> [Descrição do exercício] Você pode transformar todas as linhas dos registros abaixo em uma tabela Markdown com as colunas "Número" e "Linha do registro", uma fileira por linha e sem as linhas em branco? Deixe as imagens de fora da resposta.

> [Dados registrados]
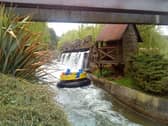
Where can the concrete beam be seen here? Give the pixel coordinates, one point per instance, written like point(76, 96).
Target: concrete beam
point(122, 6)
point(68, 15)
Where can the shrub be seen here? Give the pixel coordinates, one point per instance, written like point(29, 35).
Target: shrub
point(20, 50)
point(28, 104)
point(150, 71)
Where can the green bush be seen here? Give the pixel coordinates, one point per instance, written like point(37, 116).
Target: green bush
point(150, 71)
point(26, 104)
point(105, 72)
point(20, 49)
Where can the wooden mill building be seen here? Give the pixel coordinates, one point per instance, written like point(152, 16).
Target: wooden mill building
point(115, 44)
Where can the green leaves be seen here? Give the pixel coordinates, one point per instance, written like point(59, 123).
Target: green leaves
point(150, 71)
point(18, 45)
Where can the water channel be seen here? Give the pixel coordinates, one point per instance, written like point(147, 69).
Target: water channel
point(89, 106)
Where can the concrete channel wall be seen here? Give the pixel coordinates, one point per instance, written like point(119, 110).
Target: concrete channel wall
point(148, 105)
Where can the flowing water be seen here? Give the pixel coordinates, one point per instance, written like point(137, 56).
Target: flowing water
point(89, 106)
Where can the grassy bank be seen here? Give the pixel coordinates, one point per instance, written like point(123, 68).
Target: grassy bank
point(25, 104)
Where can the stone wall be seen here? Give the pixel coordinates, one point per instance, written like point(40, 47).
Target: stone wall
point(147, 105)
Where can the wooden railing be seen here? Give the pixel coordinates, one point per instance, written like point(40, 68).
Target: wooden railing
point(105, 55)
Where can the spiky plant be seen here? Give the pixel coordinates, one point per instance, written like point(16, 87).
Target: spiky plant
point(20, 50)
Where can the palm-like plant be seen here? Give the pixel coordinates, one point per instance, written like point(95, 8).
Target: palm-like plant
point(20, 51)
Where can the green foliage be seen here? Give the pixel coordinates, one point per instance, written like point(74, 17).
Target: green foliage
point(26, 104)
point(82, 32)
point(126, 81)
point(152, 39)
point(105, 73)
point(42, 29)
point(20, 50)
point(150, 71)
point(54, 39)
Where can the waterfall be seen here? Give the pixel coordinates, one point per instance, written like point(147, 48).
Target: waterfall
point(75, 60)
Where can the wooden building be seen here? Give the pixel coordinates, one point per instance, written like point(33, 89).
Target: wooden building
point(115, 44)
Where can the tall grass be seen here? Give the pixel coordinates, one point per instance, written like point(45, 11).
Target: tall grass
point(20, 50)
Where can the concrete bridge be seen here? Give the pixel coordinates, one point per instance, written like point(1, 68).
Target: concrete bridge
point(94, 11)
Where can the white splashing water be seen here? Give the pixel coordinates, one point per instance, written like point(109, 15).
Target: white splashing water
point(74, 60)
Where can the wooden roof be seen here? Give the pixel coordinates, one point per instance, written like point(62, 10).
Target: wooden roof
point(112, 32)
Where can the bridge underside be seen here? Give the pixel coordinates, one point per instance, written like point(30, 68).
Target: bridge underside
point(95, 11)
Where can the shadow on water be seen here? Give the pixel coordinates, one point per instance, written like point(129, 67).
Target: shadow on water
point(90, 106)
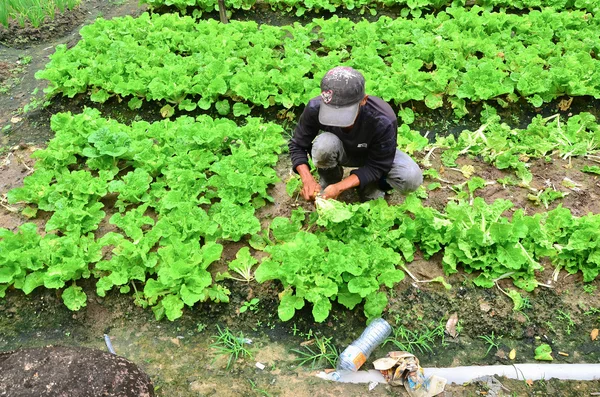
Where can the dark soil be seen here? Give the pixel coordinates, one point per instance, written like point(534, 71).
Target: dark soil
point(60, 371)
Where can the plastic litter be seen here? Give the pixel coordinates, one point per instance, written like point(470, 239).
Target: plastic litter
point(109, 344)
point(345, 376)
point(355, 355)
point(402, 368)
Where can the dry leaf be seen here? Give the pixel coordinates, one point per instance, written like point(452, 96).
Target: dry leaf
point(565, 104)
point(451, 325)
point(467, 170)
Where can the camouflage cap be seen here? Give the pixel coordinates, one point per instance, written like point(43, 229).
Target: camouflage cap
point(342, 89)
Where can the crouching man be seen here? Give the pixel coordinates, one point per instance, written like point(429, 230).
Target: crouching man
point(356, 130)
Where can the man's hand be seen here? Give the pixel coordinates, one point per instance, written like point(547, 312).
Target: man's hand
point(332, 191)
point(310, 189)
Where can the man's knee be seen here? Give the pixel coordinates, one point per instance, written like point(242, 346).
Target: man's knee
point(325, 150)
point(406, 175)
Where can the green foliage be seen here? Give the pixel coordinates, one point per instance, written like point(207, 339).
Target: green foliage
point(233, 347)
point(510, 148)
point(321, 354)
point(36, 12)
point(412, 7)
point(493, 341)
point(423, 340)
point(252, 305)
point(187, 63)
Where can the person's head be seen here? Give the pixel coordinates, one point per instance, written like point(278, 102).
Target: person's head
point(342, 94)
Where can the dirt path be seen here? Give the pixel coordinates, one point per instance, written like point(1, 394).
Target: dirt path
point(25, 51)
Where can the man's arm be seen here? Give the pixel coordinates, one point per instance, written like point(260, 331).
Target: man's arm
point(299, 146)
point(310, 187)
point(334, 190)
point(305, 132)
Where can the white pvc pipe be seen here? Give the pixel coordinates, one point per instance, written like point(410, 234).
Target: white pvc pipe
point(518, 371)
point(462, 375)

> [Resposta ao exercício]
| Número | Linha do registro |
|---|---|
| 1 | Where can the concrete beam be seen here? Give the pixel coordinates, one point per instance, written like point(76, 96). |
| 2 | Target: concrete beam |
| 3 | point(122, 6) |
| 4 | point(68, 15) |
| 5 | Where can the shrub be seen here? Give the pixel coordinates, one point per instance, written like point(29, 35). |
| 6 | Target: shrub |
| 7 | point(20, 50) |
| 8 | point(28, 104) |
| 9 | point(150, 71) |
| 10 | Where can the green bush be seen here? Give the pixel coordinates, one point per instance, written like point(37, 116). |
| 11 | Target: green bush |
| 12 | point(150, 71) |
| 13 | point(26, 104) |
| 14 | point(105, 72) |
| 15 | point(20, 49) |
| 16 | Where can the wooden mill building be seen here? Give the pixel coordinates, one point per instance, written like point(152, 16). |
| 17 | Target: wooden mill building |
| 18 | point(115, 44) |
| 19 | Where can the green leaves be seen here? Give the pixel coordinates, one point per instance, written like point(59, 123). |
| 20 | Target: green leaves |
| 21 | point(150, 71) |
| 22 | point(18, 45) |
| 23 | Where can the water channel be seen here? Give the pixel coordinates, one point per instance, written like point(147, 69). |
| 24 | Target: water channel |
| 25 | point(89, 106) |
| 26 | Where can the concrete channel wall be seen here? Give the pixel coordinates, one point per instance, written like point(119, 110). |
| 27 | Target: concrete channel wall |
| 28 | point(148, 105) |
| 29 | Where can the flowing water be seen here? Give the pixel coordinates, one point per instance, written like point(137, 56). |
| 30 | Target: flowing water |
| 31 | point(89, 106) |
| 32 | Where can the grassy bank be seen here? Give the pixel coordinates, one point per instance, written like point(123, 68). |
| 33 | Target: grassy bank |
| 34 | point(25, 104) |
| 35 | Where can the stone wall be seen here? Give the pixel coordinates, one point per instance, written like point(40, 47). |
| 36 | Target: stone wall |
| 37 | point(147, 105) |
| 38 | Where can the wooden railing be seen here? Give the pixel coordinates, one point per instance, written like point(40, 68). |
| 39 | Target: wooden railing |
| 40 | point(105, 55) |
| 41 | Where can the spiky plant be seen here? Give the pixel coordinates, one point per instance, written like point(16, 87). |
| 42 | Target: spiky plant |
| 43 | point(20, 50) |
| 44 | Where can the palm-like plant be seen here? Give the pixel coordinates, one point per instance, written like point(95, 8). |
| 45 | Target: palm-like plant |
| 46 | point(20, 51) |
| 47 | Where can the green foliage be seen here? Give the pixel coordinates, one point per instance, written like point(74, 17). |
| 48 | Target: green foliage |
| 49 | point(26, 104) |
| 50 | point(82, 32) |
| 51 | point(126, 81) |
| 52 | point(152, 39) |
| 53 | point(105, 73) |
| 54 | point(42, 29) |
| 55 | point(20, 50) |
| 56 | point(150, 71) |
| 57 | point(54, 39) |
| 58 | Where can the waterfall be seen here? Give the pixel coordinates, one point per instance, written like point(147, 48). |
| 59 | Target: waterfall |
| 60 | point(75, 60) |
| 61 | Where can the wooden building be seen here? Give the pixel coordinates, one point per instance, written like point(33, 89). |
| 62 | Target: wooden building |
| 63 | point(115, 44) |
| 64 | Where can the tall grass be seen here? Give the pixel coordinates, one point per instance, written like point(45, 11). |
| 65 | Target: tall grass |
| 66 | point(20, 50) |
| 67 | Where can the concrete bridge be seen here? Give the pixel coordinates, one point per instance, written like point(1, 68). |
| 68 | Target: concrete bridge |
| 69 | point(94, 11) |
| 70 | Where can the white splashing water be seen here? Give the pixel coordinates, one point per instance, written like point(109, 15). |
| 71 | Target: white splashing water |
| 72 | point(74, 60) |
| 73 | Where can the wooden roof be seen here? Give the pixel coordinates, one point per instance, written like point(62, 10). |
| 74 | Target: wooden roof |
| 75 | point(112, 32) |
| 76 | Where can the bridge underside be seen here? Give the pixel coordinates, one point per instance, written like point(30, 68). |
| 77 | Target: bridge underside |
| 78 | point(95, 11) |
| 79 | Where can the shadow on water be seen here? Give the pixel coordinates, one point per instance, written like point(129, 67). |
| 80 | Target: shadow on water |
| 81 | point(90, 106) |
| 82 | Where can the dark soil be seen here? Give the pixel coordinates, one point per instance, written like point(534, 71). |
| 83 | Target: dark soil |
| 84 | point(60, 371) |
| 85 | Where can the plastic litter be seen here? Give the pixel coordinates, one point per instance, written like point(470, 239). |
| 86 | Target: plastic litter |
| 87 | point(109, 344) |
| 88 | point(345, 376) |
| 89 | point(355, 355) |
| 90 | point(402, 368) |
| 91 | Where can the dry leaf be seen here? Give the pixel coordinates, one point per instance, written like point(452, 96). |
| 92 | Target: dry leaf |
| 93 | point(565, 104) |
| 94 | point(451, 325) |
| 95 | point(467, 170) |
| 96 | Where can the camouflage cap be seen here? Give the pixel coordinates, one point per instance, written like point(43, 229). |
| 97 | Target: camouflage cap |
| 98 | point(342, 89) |
| 99 | Where can the crouching man be seen here? Give the pixel coordinates, one point per instance, written like point(429, 230). |
| 100 | Target: crouching man |
| 101 | point(356, 130) |
| 102 | Where can the man's hand be seen here? Give the pixel coordinates, one point per instance, written like point(547, 312). |
| 103 | Target: man's hand |
| 104 | point(332, 191) |
| 105 | point(310, 189) |
| 106 | Where can the man's knee be seen here? Give the pixel coordinates, one point per instance, written like point(242, 346). |
| 107 | Target: man's knee |
| 108 | point(325, 150) |
| 109 | point(406, 175) |
| 110 | Where can the green foliage be seen here? Give the pixel coordinates, one point per instance, written like point(207, 339). |
| 111 | Target: green foliage |
| 112 | point(233, 347) |
| 113 | point(510, 148) |
| 114 | point(321, 354) |
| 115 | point(36, 12) |
| 116 | point(412, 7) |
| 117 | point(493, 341) |
| 118 | point(423, 340) |
| 119 | point(252, 305) |
| 120 | point(187, 63) |
| 121 | Where can the person's head be seen here? Give the pixel coordinates, one point per instance, written like point(278, 102). |
| 122 | Target: person's head |
| 123 | point(342, 94) |
| 124 | Where can the dirt path be seen here? Give the pixel coordinates, one point per instance, written like point(1, 394). |
| 125 | Target: dirt path |
| 126 | point(25, 51) |
| 127 | Where can the man's arm be seen here? Give the pixel coordinates, one point per instance, written like point(260, 331). |
| 128 | Target: man's arm |
| 129 | point(299, 146) |
| 130 | point(310, 187) |
| 131 | point(334, 190) |
| 132 | point(305, 132) |
| 133 | Where can the white pvc pipe be seen here? Give the pixel coordinates, one point per instance, written like point(410, 234). |
| 134 | Target: white pvc pipe |
| 135 | point(518, 371) |
| 136 | point(462, 375) |